### INSTRUÇÃO A
Responda com base no artigo sobre o princípio da legalidade:
(i) Em que data e horário o artigo foi publicado?
(ii) Para as escolas de tradição positivista, o que a legalidade seria?
(iii) A que concepção a doutrina contemporânea atrela a noção de legalidade como um plus?
──────── TEXTO SELECIONADO ────────
Opinião

Princípio da legalidade limita poder estatal e protege os cidadãos

Autores

  • Flavio Quinaud Pedron

    é sócio do Pedron Advogados doutor e mestre em Direito pela Universidade Federal de Minas Gerais (UFMG) professor na UniFG (Bahia) na PUC-Minas e no IBMEC editor-chefe da Revista de Direito da Faculdade Guanambi e membro do Instituto Brasileiro de Direito Processual da Associação Brasileira de Direito Processual Constitucional da Associação Brasileira de Direito Processual e da Rede Brasileira de Direito e Literatura.

  • Rafael Alves Nunes

    é advogado do Pedron Advogados mestre em Direito Público pela PUC-Minas especialista em Direito Tributário pelo IEC - PUC-Minas e em Direito Civil e Processual Civil pela Faculdade Professor Damásio de Jesus professor do Centro Universitário Newton Paiva da PUC-Minas e da Escola Superior da Advocacia da OAB-MG.

21 de fevereiro de 2020, 7h02

A noção de legalidade está entre os primeiros conceitos a que um estudante de Direito se vê exposto, desde os primeiros momentos de seu curso de graduação. Assim, escolas de tradição positivistas[1] afirmariam que a legalidade seria um valor em si mesmo, não cabendo ao jurista questionar o porquê se deve obedecer à lei — já que tal resposta sinalizaria para questões filosóficas e, portanto, extrajurídicas.

Contudo, a doutrina contemporânea, irá atrelar a noção de legalidade a um plus, representado pela concepção de legitimidade (racionalidade democrática).[2] Assim, a legalidade representaria ao mesmo tempo uma condição de possibilidade de exercício do poder institucional e sua própria limitação. Tal ideia serve como limitador da atividade estatal ao passo que é, também, verdadeira proteção aos direitos e às liberdades fundamentais dos cidadãos. Tem-se, assim, que a lei garante as liberdades do indivíduo e limita a atuação estatal. Dessa forma, estamos no cerne do próprio conceito do Estado de Direito (seja como Rule of Law, seja como Rechtsstaat).[3] Afinal, persiste a ideia de que ao Estado moderno, somente é possível agir nos limites do fixado pelo ordenamento jurídico constitucional; toda e qualquer omissão legislativo-constitucional, representará clara proibição. Por isso mesmo, é um princípio que não está restrito à seara de um ramo qualquer do Direito, sendo aplicável a todo o universo do Direito.
──────── DADOS DA TAREFA ────────
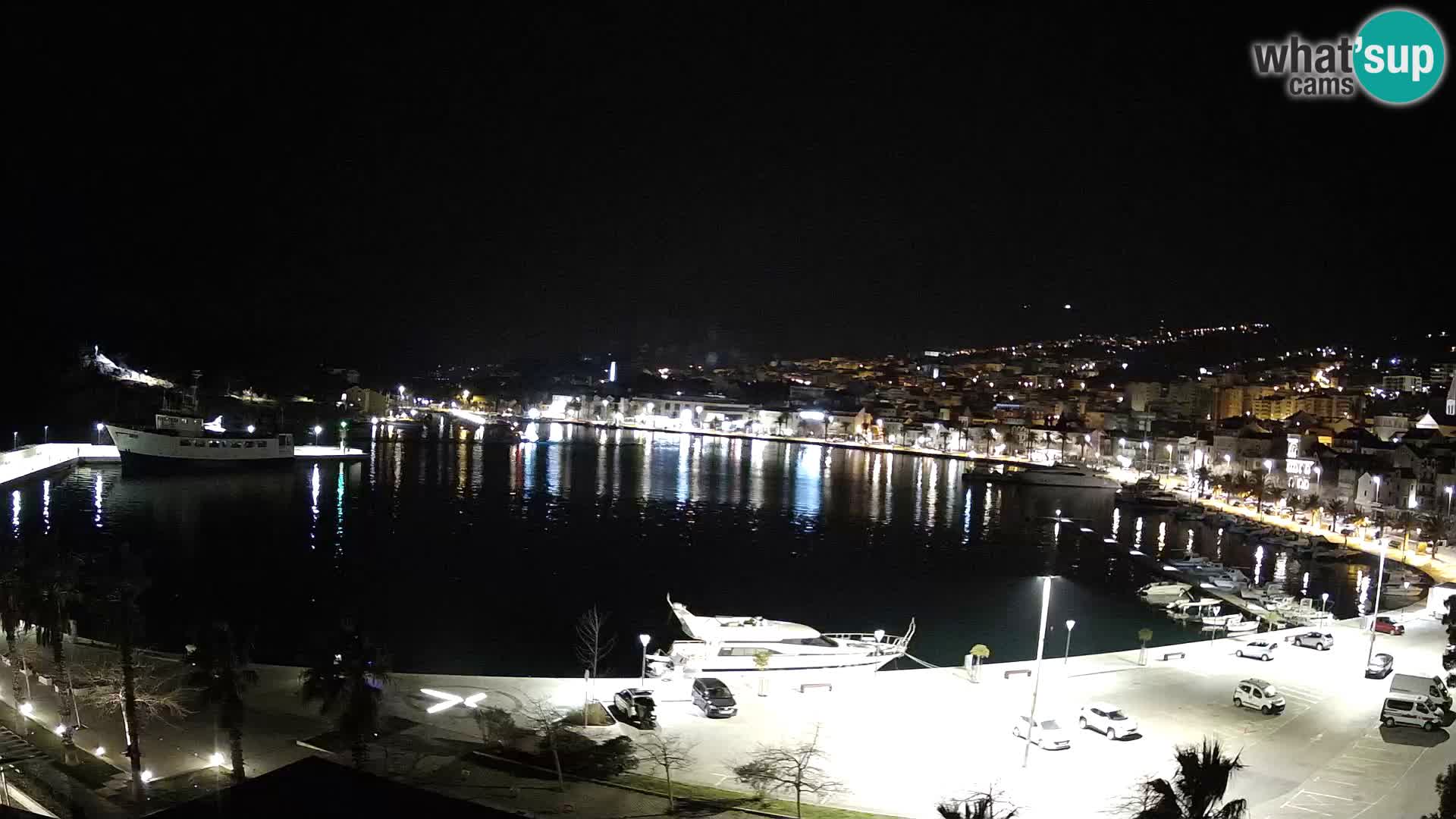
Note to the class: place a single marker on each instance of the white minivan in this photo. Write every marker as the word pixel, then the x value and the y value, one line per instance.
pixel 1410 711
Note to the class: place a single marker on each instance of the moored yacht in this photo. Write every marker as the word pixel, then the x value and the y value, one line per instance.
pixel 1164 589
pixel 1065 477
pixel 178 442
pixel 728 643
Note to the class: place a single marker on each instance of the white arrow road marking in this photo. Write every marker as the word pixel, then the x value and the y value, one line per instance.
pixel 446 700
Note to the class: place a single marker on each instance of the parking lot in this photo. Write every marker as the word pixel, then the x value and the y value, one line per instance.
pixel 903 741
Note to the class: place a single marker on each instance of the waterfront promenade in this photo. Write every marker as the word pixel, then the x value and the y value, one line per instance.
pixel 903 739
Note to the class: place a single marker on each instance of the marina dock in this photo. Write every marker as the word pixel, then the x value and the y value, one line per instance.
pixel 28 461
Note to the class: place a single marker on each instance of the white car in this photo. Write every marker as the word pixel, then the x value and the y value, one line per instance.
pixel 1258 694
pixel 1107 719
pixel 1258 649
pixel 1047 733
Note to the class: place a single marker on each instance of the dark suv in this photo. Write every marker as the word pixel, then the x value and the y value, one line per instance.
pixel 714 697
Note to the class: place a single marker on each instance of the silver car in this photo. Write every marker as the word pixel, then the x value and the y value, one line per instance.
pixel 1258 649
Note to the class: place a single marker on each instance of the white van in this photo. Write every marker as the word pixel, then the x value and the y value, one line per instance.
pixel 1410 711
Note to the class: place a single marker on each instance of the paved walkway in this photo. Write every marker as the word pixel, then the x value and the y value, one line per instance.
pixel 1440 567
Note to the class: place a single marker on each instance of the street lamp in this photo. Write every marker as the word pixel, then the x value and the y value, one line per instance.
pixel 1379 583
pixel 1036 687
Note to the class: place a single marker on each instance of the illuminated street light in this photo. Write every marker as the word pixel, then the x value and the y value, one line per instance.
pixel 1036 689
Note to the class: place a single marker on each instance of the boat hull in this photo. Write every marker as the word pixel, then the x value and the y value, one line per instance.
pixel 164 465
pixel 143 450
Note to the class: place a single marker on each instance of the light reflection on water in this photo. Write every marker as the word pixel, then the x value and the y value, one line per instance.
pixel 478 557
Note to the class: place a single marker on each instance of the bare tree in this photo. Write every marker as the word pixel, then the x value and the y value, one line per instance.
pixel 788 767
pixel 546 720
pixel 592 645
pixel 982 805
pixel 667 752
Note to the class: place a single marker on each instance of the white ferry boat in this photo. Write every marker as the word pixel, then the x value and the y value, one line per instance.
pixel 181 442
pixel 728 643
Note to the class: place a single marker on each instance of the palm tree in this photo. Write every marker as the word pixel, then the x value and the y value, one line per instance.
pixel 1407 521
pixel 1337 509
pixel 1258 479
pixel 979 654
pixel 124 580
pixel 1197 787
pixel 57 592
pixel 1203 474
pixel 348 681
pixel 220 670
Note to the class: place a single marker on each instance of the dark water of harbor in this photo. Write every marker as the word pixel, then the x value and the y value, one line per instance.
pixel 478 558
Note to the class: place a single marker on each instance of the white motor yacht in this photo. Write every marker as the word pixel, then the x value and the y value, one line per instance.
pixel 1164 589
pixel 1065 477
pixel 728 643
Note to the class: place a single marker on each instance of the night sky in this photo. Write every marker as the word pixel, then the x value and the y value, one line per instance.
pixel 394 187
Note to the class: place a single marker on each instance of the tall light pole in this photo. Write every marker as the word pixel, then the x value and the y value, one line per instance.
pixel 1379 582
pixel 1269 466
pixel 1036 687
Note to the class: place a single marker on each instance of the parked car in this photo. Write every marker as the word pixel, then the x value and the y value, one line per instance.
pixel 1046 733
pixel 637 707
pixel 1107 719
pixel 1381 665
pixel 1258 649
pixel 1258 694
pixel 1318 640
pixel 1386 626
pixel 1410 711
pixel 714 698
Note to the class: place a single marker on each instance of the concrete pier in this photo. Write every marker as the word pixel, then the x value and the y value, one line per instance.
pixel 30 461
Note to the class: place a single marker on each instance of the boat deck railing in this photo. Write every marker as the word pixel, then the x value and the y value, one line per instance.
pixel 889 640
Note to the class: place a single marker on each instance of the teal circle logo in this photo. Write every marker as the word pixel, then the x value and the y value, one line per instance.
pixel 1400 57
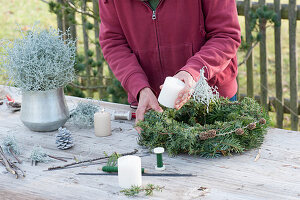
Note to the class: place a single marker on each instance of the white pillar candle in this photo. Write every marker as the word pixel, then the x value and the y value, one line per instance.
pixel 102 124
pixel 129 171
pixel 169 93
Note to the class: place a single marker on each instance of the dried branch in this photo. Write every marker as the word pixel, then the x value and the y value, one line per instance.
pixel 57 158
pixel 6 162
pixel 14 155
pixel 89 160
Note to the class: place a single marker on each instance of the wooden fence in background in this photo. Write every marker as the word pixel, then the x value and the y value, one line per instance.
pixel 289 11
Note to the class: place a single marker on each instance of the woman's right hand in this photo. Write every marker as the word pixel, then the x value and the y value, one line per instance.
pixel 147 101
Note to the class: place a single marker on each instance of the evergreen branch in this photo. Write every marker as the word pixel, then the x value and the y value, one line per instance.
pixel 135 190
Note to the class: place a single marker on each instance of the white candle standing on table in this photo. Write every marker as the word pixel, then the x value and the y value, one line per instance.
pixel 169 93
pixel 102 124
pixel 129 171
────────
### INSTRUÇÃO B
Troque "Note to the class" por "Message to the class" nos registros, do início deles até a linha que contém "pixel 903 739", inclusive, e reproduza somente esse trecho sem nenhuma outra alteração. Deixe as imagens de fora.

### RESPOSTA FINAL A
(i) 21 de fevereiro de 2020, às 7h02.
(ii) Um valor em si mesmo.
(iii) À concepção de legitimidade (racionalidade democrática).

### RESPOSTA FINAL B
Message to the class: place a single marker on each instance of the white minivan in this photo. Write every marker as the word pixel, then the x value and the y value, one line per instance.
pixel 1410 711
Message to the class: place a single marker on each instance of the moored yacht in this photo. Write every marker as the word pixel, then the x value and the y value, one line per instance.
pixel 1164 589
pixel 1065 477
pixel 178 442
pixel 728 643
Message to the class: place a single marker on each instance of the white arrow road marking in this photo. Write every marker as the word pixel, then the x value and the y value, one line per instance.
pixel 446 700
Message to the class: place a single marker on each instance of the parking lot in this photo. Write every marker as the word pixel, then the x value and the y value, one line per instance.
pixel 903 741
Message to the class: place a single marker on each instance of the waterfront promenade in this photo. Write every marker as the word pixel, then the x value and the y value, one line per instance.
pixel 903 739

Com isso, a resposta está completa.